*Written instruction*:
Update the rows below, replacing every "one instance per line" with "one point per line" and keeping everything else the same. Leave the pictures out of your answer.

(Source data)
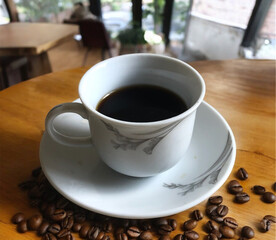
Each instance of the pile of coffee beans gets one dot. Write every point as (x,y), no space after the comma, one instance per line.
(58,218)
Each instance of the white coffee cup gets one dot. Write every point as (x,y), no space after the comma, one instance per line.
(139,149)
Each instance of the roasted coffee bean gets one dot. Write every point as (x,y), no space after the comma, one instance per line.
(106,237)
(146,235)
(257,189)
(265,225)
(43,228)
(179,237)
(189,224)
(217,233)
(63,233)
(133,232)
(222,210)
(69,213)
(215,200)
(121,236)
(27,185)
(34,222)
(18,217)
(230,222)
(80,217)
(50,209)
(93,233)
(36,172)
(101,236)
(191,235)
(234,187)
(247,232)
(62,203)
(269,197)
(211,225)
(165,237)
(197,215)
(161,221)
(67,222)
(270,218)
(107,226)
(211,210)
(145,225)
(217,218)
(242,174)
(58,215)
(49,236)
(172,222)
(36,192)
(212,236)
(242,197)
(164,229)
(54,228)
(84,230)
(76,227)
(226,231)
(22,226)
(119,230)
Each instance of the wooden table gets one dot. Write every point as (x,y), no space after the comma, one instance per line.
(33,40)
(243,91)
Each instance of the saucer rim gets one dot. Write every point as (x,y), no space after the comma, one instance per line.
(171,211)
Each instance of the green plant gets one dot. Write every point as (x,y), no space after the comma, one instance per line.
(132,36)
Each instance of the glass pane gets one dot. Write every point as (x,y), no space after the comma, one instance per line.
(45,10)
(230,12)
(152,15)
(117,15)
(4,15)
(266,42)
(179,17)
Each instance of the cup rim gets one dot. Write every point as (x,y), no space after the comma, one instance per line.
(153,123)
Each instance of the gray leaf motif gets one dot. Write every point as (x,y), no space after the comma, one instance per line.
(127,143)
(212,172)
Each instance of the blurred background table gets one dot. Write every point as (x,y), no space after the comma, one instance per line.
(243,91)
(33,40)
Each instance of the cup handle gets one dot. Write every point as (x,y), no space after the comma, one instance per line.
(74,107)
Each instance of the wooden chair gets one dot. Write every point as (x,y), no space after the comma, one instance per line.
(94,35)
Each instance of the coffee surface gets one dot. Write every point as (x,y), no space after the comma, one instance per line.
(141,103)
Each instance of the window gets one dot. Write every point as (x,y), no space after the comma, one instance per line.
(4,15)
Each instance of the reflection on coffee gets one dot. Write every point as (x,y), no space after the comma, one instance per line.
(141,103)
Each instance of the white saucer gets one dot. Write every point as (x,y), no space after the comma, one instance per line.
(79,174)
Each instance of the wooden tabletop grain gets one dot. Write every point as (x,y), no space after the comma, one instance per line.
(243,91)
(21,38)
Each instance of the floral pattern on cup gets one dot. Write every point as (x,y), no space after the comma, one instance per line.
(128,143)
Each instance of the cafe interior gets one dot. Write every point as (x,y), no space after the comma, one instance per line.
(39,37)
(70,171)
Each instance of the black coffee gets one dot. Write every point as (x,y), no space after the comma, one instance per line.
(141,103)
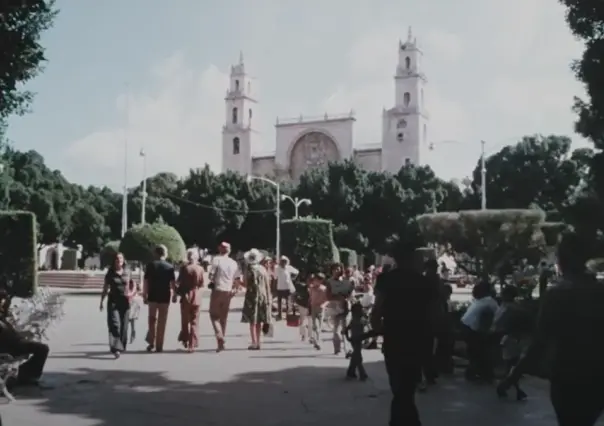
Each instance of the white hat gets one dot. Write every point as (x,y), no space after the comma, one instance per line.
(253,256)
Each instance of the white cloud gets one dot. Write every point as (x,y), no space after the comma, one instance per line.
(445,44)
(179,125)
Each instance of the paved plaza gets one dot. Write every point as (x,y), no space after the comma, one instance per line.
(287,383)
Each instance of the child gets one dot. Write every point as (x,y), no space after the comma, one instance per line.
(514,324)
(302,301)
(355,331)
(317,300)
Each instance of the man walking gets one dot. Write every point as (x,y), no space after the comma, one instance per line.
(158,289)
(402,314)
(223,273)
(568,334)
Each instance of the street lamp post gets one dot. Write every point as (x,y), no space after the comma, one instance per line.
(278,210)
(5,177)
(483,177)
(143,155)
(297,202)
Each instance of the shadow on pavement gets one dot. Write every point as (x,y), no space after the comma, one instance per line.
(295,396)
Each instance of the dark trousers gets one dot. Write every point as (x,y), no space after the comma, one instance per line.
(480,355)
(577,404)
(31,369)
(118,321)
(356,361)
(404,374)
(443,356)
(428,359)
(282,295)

*Correct result*:
Each instance of the pile of coffee beans gets one dot. Write every point as (x,y), no space after the comma, one point per line.
(58,218)
Each instance of the white coffee cup gets one dot. Write every point as (x,y), no space after the comma, one point per line.
(139,149)
Each instance of the roasted coffee bean gets one dot. Write every point as (x,y), no space after the comma, one point per line.
(106,237)
(146,235)
(257,189)
(265,225)
(43,228)
(179,237)
(189,224)
(217,233)
(63,233)
(133,232)
(222,210)
(69,213)
(215,200)
(121,236)
(27,185)
(34,222)
(18,217)
(230,222)
(80,217)
(50,209)
(93,233)
(36,172)
(101,236)
(191,235)
(234,187)
(247,232)
(62,203)
(269,197)
(211,225)
(165,237)
(197,215)
(161,221)
(67,222)
(270,218)
(107,226)
(211,210)
(145,225)
(217,218)
(242,174)
(58,215)
(49,236)
(172,222)
(36,192)
(212,236)
(242,197)
(164,229)
(54,228)
(84,230)
(76,227)
(226,231)
(22,226)
(119,230)
Each instance of the wooden table gets one dot. Write every point as (x,y), no space after the comma, one point per line.
(33,40)
(243,91)
Each instance of the saucer rim gets one dot. Write every point as (x,y), no space after the comma, one point per line.
(171,211)
Each instance of the green plant gets one dot. Write every point as (x,y), no space after the comma, one point per line.
(132,36)
Each instance of the glass pane gets one dot. Write every point as (x,y), no space after the comma, one point per line.
(45,10)
(230,12)
(152,15)
(117,15)
(4,15)
(266,42)
(179,17)
Each instance of the cup rim gets one dot. Write every point as (x,y), no space after the comma, one point per line.
(153,123)
Each instance of the gray leaf motif gets one dot. Write every point as (x,y), no space after the comma, one point per line.
(127,143)
(212,172)
Each instance of the blurred background table gets one dot. Write every point as (x,y), no space after the comma, one point per line.
(243,91)
(33,40)
Each instance of the cup handle gets one dot. Write every point as (x,y), no space after the comma, one point per line.
(74,107)
Each instance of the wooden chair gets one dot. Write every point as (x,y), no space after the comma, one point per line.
(94,35)
Each instance of the coffee surface gets one dot. Write every point as (x,y), no space after the comma, one point per line.
(141,103)
Each instance of the window gets one dot. Write every point as (x,y), no space after the comma, one point per line.
(4,15)
Each instance of the reflection on coffee gets one dot. Write every point as (x,y), no space after the comma, one point per line.
(141,103)
Each instance of the white saucer gets one dot. Write every point as (x,y), no space after the comma, one point per line.
(79,174)
Each instance of the wooden tabletop grain gets one dot. Write every point as (x,y), no space after the comma, one point per line.
(243,91)
(21,38)
Each instance of the floral pattern on cup gets one dot. Write every point as (x,y), no space after the comma, one point per line.
(128,143)
Each instance of the cafe interior gets one dot. Write every point as (x,y), no space after the comma, one point per line.
(39,37)
(70,171)
Each instance of the black coffee gets one dot. Write every point as (x,y), no space after the comma, one point per line.
(141,103)
Each instance of the white hat gets one dot. Write every point as (x,y), no space after the comma, one point per line.
(253,256)
Each instance of the white cloud gets one dot. Write every point as (x,y), no space after the comma, one point per line.
(445,44)
(179,125)
Each instance of the paved plaza gets one dot. Write every point as (x,y), no space after the comma, one point per line.
(287,383)
Each instance of the child gets one dot. Write every point as (x,y), no space after the comma, one point per line.
(514,324)
(302,301)
(355,331)
(317,300)
Each instance of the man walking gets one dot. Write every point as (x,y), no space after the comma, one point per line.
(158,289)
(402,314)
(223,273)
(568,334)
Each instance of the street lamp post gets one dot. Write every point as (x,y), no space after the comma, one point per line.
(278,210)
(5,177)
(483,177)
(143,155)
(297,202)
Each instance of the shadow on pavement gets one dot. Write every point as (x,y), no space after the comma, one point per line.
(295,396)
Each instance of the dark trousers gets one dot. Write every point as (x,y), no space after the comma, one point per line.
(480,355)
(577,404)
(31,369)
(118,321)
(356,361)
(404,374)
(443,356)
(428,359)
(282,295)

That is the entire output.